My notes on Ang Pagsanib Kay Leah dela Cruz:

1. Sarah Lahbati, in an effort to act like a tough and cool policewoman, decided to strip down all possible emotions from her character and spoke in a weird monotone with a slight gruff reminiscent of Sharon Cuneta’s performance as the tomboy-ish jeepney driver Jack in the 80’s cult classic Jack & Jill. She had an air of “I may look and sound like a bad-ass lesbian, but I’m still straight as an arrow deep inside.” Never forget to check the label, Mommies!

(Not like anybody would actually think that she bats for the other team since she sashays in every scene wearing her butt-hugging jeans and high-heeled boots like a smoldering beauty queen doing her farewell walk.)

2. Although the story about a satanic cult and its link to the possession of Emily Rose, er, Leah dela Cruz left much to be desired, the movie made up for it through some gorgeous visuals.

I really liked the opening scene with the abandoned road and the phantom kids running after the car and how they all tied up to that chilling image of dead children forming a circle with demonic symbols.

3. Why do a lot of Pinoy horror movies happen during Holy Week (especially Good Friday) and end up with catharsis and redemption on Easter Sunday?

Sana next time Valentine’s Day naman para maiba. Tapos walang catharsis. Scary diba?

4. When Yaya Rosario referred to Leah as “ba-it”, I was reminded of my grandmother calling the rats in our house the same way before poisoning them with cheese-crusted Dora. Apparently, being nice to rats and using pet names would prevent them from nibbling on your clothes and you could nicely drive them out like you’re the Pied Piper of Hamelin. Oh wait, didn’t that story involve a lot of missing children as well?

* **INFORMATION SUPPLIED**:

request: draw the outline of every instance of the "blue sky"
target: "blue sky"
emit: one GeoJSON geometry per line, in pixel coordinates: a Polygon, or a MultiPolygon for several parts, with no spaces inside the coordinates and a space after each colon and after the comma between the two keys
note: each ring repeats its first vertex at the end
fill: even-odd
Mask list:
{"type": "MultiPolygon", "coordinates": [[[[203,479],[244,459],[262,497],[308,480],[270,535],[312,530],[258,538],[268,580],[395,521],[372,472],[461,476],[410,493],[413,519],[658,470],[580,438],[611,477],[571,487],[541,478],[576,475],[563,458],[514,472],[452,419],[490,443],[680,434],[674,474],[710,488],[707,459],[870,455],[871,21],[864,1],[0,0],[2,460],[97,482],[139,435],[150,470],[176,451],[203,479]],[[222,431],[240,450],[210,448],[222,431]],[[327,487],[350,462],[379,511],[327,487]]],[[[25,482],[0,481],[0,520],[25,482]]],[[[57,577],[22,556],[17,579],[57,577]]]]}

* **PROBLEMS TO WORK ON**:
(1) In the notes on Ang Pagsanib Kay Leah dela Cruz, whose performance does Sarah Lahbati's gruff monotone recall?
(2) Extend the notes on Ang Pagsanib Kay Leah dela Cruz, picking up after their last sentence.
You won't need the entries for this.

* **RESULTS BY TASK**:
(1) Sharon Cuneta's performance as the tomboy-ish jeepney driver Jack in Jack & Jill.

(2)
5. In one scene, an intubated Yaya Rosario kept talking wildly to non-lesbian policewoman about all the secrets that she knew. I think I had seen enough Grey’s Anatomy episodes to know that this wasn’t possible since that tube would actually go through her trachea (friends from the medical field, please correct me as needed).

Unless of course that was a dental suction whose main purpose was to suck the saliva of poor Yaya.

6. My favorite part was the Lights Out scene that tried to subvert the genre with the heroine fearlessly chasing after the lady ghost instead. Talk about a great diva showdown.

7. Shy Carlos as the possessed Leah surely had a lot of fun in the role. She was really good without going overboard and I probably would have been more impressed with her performance if I hadn’t seen her do the exact same thing in Lumayo Ka Nga Sa Akin. Still, she was one of the few reasons to watch this.

8. Every time Jim Paredes as a priest (!!) would mention the word demonyo, I actually expected him to go on another endless anti-Duterte tirade.

Also, that bit with Angelina Kanapi as a nun on the run sounded a bit like Sister Act, no?

9. “Ang pagtatalik ay isang uri ng pagdarasal at bata ka pa lang dapat marunong ka na magdasal.” Creepy and icky. It needed more of this and less of the horror movie clichés.